- DIRECTIVE -
Copy out the text lines of each entry below word for word, without the pictures.
## Begin INFORMATION GIVEN
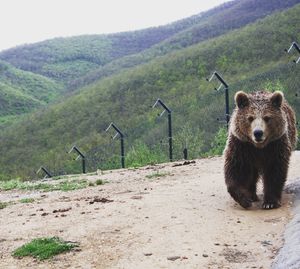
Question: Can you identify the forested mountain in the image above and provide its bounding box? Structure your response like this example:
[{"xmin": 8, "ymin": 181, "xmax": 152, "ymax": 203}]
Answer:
[
  {"xmin": 0, "ymin": 0, "xmax": 300, "ymax": 179},
  {"xmin": 69, "ymin": 0, "xmax": 300, "ymax": 89},
  {"xmin": 0, "ymin": 0, "xmax": 300, "ymax": 126},
  {"xmin": 0, "ymin": 61, "xmax": 63, "ymax": 125}
]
## End INFORMATION GIVEN
- EXERCISE RESULT -
Question: Can you identify the forested mountain in the image above and provide its bounding box? Structure your response like this example:
[{"xmin": 8, "ymin": 181, "xmax": 152, "ymax": 203}]
Answer:
[
  {"xmin": 0, "ymin": 0, "xmax": 300, "ymax": 179},
  {"xmin": 69, "ymin": 0, "xmax": 300, "ymax": 89},
  {"xmin": 0, "ymin": 0, "xmax": 300, "ymax": 126},
  {"xmin": 0, "ymin": 61, "xmax": 63, "ymax": 125}
]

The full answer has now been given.